### Passage to read

What's the story with square edge sponge, other than barwalt system, I haven't been able to find recommended square edge handheld sponges. I did get some at Ace, but they were kinda frothy/air gaps. 

I really don't think they make that much of a difference. So maybe they should be 45 degree edges. When things are recommended from manufacturers, how bout some sources and part numbers!


----------



## angus242 (Oct 20, 2007)

sycamorebob said:


> Angus how would you compare it to Quartslock2 (my current grout).


I prefer urethane but I have to admit, that's because I've used it pretty much exclusively for the past 7 years. 

I've done jobs here and there with Kerapoxy CQ, Opticolor and even Fusion but I absolutely prefer the urethane. Especially because it's now a 3 day cure, that trumps Flexcolor which is back to 7 days. 

If urethane (QuartzLock) ever became had for me to get, I'd switch to Flexcolor CQ.


----------



## TaylorMadeAB (Nov 11, 2014)

angus242 said:


> I prefer urethane but I have to admit, that's because I've used it pretty much exclusively for the past 7 years.
> 
> 
> 
> ...



So what applications are you using the urethane in? Is regular cementitious grout kind of obsolete now?


----------



## angus242 (Oct 20, 2007)

TaylorMadeCon said:


> So what applications are you using the urethane in?


All, unless it's commercial where they use no-rinse cleaners.



TaylorMadeCon said:


> Is regular cementitious grout kind of obsolete now?


In my eyes, yes. I won't use it unless I'm doing a repair where the rest of the grout is portland.


----------



## sycamorebob (Dec 7, 2011)

Thanks for the input I love Quartslock2. My only supplier is 60 miles away and the last 18# pail was 150.00 tax and shipping. I have a shower starting Monday and I'm going to switch, as my local Lowes stores now stock it.:clap:


----------



## angus242 (Oct 20, 2007)

sycamorebob said:


> Thanks for the input I love Quartslock2. My only supplier is 60 miles away and the last 18# pail was 150.00 tax and shipping. I have a shower starting Monday and I'm going to switch, as my local Lowes stores now stock it.:clap:


I'd switch too!


----------



## srwcontracting (Dec 11, 2009)

The one difference between the cq and urethane that kept me with urethane is that the cq is not designed to be as flexible (guessing because of the no urethane)

For the past 5 years I have never caulked a corner when using urethane


----------



## BlueRidgeGreen (Apr 21, 2012)

If Lowe's starts stocking the Flexcolor CQ......it will be a tough decision for me.

Getting QLII is a fairly large PITA for me, but I love it, and have used it exclusively for a couple years now.

I just know that if I can pick up my grout right down the road......it will be hard to resist.

I wonder how flexible it is in comparison to epoxy and, more specifically, urethane?


----------



## GO Remodeling (Apr 5, 2005)

MIKE ANTONETTI said:


> What's the story with square edge sponge, other than barwalt system, I haven't been able to find recommended square edge handheld sponges. I did get some at Ace, but they were kinda frothy/air gaps.

### Extracted data
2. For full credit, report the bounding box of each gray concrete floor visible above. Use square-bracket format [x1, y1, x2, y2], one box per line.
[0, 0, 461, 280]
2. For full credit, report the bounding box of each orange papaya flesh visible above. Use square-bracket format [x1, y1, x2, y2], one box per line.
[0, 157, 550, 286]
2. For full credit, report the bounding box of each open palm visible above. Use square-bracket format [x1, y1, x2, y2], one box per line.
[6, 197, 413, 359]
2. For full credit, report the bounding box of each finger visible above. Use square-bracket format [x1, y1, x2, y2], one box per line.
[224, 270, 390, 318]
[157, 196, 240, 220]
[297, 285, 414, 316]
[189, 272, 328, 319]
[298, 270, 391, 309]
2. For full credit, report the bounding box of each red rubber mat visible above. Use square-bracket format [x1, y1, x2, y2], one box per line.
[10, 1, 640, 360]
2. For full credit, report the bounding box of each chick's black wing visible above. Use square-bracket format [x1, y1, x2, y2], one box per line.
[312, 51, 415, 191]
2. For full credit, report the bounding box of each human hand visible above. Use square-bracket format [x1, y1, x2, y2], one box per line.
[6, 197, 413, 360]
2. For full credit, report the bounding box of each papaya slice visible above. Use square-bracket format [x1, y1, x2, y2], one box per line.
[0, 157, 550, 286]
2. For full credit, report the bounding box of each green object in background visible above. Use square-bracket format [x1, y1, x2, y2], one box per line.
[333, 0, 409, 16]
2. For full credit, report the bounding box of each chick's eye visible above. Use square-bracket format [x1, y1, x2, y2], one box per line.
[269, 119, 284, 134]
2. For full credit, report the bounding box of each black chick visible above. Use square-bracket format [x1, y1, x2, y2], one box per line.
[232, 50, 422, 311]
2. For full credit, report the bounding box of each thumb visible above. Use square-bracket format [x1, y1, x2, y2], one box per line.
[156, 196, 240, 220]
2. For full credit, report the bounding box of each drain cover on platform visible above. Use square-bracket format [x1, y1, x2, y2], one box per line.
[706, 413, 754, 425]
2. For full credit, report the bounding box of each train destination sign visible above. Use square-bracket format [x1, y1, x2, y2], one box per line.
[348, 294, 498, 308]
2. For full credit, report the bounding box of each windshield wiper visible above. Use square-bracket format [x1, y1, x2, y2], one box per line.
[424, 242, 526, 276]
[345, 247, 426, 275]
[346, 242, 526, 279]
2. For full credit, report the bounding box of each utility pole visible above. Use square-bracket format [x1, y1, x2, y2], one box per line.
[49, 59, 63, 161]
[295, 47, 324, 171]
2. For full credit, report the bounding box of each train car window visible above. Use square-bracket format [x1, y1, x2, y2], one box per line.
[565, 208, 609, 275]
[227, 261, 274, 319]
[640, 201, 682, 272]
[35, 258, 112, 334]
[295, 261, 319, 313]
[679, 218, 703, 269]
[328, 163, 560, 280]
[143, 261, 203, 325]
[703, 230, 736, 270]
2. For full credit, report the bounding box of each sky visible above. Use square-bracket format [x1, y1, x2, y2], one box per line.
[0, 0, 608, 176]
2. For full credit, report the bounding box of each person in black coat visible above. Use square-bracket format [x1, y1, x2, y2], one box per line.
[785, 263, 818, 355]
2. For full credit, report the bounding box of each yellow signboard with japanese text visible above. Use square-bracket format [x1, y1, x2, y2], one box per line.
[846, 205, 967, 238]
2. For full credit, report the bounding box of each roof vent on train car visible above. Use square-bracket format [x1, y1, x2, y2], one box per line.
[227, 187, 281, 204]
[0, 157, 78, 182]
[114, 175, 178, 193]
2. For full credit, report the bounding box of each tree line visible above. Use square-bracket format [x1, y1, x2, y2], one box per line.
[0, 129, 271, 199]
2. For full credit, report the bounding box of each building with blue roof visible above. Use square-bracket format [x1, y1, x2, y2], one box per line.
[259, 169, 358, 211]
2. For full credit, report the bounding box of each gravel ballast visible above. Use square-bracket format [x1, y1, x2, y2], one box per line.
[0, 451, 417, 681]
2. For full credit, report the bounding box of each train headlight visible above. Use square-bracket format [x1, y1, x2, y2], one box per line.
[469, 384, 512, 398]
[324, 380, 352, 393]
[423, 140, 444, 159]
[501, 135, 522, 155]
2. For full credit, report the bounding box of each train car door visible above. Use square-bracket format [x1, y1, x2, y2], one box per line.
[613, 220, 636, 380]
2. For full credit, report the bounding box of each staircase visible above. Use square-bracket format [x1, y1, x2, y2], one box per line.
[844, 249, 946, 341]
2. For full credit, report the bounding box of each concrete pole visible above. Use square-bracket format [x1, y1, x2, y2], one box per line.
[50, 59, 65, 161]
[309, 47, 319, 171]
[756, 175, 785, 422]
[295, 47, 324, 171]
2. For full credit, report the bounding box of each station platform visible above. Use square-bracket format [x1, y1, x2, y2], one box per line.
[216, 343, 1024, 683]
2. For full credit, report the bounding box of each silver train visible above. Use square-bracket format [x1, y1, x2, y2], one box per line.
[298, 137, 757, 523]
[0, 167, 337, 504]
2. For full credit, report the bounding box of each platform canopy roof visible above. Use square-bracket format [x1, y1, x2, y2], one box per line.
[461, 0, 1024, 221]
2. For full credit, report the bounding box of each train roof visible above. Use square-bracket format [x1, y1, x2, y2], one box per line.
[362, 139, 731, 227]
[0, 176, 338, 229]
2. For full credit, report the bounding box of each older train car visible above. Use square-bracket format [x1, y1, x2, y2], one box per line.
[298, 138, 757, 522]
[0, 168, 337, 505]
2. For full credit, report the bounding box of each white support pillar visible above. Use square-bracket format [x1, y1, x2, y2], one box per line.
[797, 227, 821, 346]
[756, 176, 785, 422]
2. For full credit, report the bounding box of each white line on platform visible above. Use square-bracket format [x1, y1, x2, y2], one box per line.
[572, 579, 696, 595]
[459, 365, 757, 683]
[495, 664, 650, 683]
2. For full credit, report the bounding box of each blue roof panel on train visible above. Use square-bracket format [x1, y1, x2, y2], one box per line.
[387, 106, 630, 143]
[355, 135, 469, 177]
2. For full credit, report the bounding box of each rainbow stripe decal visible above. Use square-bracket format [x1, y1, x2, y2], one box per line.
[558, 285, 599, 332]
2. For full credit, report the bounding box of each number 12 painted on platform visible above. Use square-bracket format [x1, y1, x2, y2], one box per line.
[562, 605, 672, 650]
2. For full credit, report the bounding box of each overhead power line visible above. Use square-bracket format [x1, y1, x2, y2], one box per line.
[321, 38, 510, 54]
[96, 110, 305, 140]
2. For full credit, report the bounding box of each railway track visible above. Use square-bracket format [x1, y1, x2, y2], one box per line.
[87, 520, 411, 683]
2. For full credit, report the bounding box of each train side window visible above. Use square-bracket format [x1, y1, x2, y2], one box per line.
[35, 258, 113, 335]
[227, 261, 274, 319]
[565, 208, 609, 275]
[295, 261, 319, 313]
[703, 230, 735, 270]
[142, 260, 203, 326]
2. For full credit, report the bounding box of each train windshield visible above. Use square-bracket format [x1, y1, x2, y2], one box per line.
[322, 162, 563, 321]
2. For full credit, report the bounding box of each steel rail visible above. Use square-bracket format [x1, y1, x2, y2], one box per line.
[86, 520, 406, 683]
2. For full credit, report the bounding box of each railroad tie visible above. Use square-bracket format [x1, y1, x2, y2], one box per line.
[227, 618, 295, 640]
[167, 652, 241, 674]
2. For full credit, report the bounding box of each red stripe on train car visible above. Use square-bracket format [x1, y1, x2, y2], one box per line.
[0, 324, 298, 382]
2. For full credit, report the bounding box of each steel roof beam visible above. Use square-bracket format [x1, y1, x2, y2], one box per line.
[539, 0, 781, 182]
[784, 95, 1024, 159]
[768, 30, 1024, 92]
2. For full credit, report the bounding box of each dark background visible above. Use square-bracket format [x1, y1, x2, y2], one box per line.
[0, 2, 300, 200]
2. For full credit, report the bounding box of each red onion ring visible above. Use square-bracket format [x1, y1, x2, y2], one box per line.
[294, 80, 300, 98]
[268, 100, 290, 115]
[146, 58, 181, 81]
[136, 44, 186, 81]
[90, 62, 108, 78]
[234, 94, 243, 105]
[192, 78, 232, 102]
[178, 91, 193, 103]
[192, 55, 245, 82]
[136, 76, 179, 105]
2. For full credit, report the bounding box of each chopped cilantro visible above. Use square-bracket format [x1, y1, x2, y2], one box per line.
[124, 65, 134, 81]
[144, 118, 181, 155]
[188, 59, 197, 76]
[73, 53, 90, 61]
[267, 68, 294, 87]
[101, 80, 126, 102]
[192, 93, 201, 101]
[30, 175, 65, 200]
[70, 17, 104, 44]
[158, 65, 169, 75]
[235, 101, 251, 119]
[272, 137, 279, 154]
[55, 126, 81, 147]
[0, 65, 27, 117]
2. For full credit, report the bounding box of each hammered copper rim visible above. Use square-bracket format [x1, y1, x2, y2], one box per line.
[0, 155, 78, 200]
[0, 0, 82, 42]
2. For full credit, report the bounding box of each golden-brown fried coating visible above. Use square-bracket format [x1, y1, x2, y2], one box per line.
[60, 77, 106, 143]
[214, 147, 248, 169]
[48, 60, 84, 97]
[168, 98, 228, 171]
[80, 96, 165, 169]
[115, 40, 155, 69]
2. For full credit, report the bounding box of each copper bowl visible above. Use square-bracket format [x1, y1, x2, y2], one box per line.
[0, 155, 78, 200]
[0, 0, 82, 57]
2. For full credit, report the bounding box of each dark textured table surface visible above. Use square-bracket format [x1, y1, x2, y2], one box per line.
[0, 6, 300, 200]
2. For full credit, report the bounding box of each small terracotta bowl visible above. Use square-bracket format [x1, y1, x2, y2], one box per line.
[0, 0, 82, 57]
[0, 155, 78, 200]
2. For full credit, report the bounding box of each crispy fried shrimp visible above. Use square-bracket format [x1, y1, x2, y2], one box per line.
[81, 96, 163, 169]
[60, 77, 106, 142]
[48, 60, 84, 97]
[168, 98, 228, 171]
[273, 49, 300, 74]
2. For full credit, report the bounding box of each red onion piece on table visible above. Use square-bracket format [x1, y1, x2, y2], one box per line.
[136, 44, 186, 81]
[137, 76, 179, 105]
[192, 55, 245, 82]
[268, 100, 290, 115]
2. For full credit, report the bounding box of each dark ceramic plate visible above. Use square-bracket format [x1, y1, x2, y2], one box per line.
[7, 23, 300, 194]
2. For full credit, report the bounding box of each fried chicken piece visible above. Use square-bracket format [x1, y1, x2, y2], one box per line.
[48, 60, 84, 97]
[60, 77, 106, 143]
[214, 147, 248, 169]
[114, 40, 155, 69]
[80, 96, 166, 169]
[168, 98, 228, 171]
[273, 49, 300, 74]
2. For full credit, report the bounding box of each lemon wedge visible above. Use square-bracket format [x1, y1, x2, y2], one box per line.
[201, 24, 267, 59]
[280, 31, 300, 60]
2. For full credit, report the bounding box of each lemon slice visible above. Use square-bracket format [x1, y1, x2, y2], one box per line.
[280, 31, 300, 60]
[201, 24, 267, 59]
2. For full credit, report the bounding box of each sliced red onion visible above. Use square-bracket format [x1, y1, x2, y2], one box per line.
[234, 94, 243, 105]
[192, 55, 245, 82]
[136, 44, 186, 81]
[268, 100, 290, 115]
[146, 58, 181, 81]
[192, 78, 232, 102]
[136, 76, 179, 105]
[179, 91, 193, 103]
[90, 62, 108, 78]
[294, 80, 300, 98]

### Problems to solve
a – In the grout thread, when does angus242 say he will still use regular cementitious grout?
b – Retype the stretch of the grout thread from "The one difference" through "couple years now.".
Work from the grout thread alone.

### Task responses
a – Only when he is doing a repair where the rest of the grout is portland.

b –
The one difference between the cq and urethane that kept me with urethane is that the cq is not designed to be as flexible (guessing because of the no urethane)

For the past 5 years I have never caulked a corner when using urethane


----------



## BlueRidgeGreen (Apr 21, 2012)

If Lowe's starts stocking the Flexcolor CQ......it will be a tough decision for me.

Getting QLII is a fairly large PITA for me, but I love it, and have used it exclusively for a couple years now.